_Exercise set_
1) Could you reproduce the blog post about therapy and family word for word, between "I have A LOT" and "to my mother.", inclusive?
2) Would you carry on the blog post about therapy and family from its last sentence?

I have a LONG journey ahead...insert Sara Groves song....this journey is my own.
I have A LOT to write today - sorry for the epic blog. I understand if you can't make it to the end.
Therapy was GREAT last night. We discussed the happenings of the weekend with mom,and how it affected me, good and bad. Therapist keeps telling me to "name it", "own it", and "accept it for what it is". I couldn't have explained this a year ago. In my anxious mind, a comment is made, I roll it around, twist it, throw some mud on it, and react to it very quickly. Seriously, this takes about one nanosecond to occur. What I have been focused on doing with other situations, and other people is slowing my mind to actually see the truth for what it is. To head off the spiral before it starts. I have not been able to do this when it comes to my mother.
On a similar, but side note, my brother told me what he wants for me this weekend. Not from, but FOR. He is truly amzing. His desire is for me to slow down, to live in the gray. I guess I tend to worry the people that love me because I live so fast, it seems out of control. Life is very fast, and VERY black and white for me. How does this relate to the above statement? I have been able to slow down areas of my life, but they are not evident to others. The one BIG area that I have not been able to slow myself is with my family. Mostly mom, but also with others.

_Provided material_
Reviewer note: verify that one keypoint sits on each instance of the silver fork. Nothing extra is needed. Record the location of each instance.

_Per-task outputs_
1)
I have A LOT to write today - sorry for the epic blog. I understand if you can't make it to the end.
Therapy was GREAT last night. We discussed the happenings of the weekend with mom,and how it affected me, good and bad. Therapist keeps telling me to "name it", "own it", and "accept it for what it is". I couldn't have explained this a year ago. In my anxious mind, a comment is made, I roll it around, twist it, throw some mud on it, and react to it very quickly. Seriously, this takes about one nanosecond to occur. What I have been focused on doing with other situations, and other people is slowing my mind to actually see the truth for what it is. To head off the spiral before it starts. I have not been able to do this when it comes to my mother.

2)
So, to bring this full circle, I FINALLY am able (at least I understand it) to recognize the tools needed to deal with my mother and the rest of my family. I can't let the anxiety monster flip the story into a hurt motivated kind. I must learn to understand that no one is perfect, everyone can lie, their motivations are not always to hurt me. I will accept things at face value. If they hurt me, I can process it by admitting that it is MY hurt. That it is MY mind that is twisting words to hurt. If I "own" my thoughts for what they truly are, then I can dismiss them as just thoughts...not truths. If I know and recognize what my mind is capeable of, I can head it off at the pass, and choose a different path. I chose the path that leads to Him.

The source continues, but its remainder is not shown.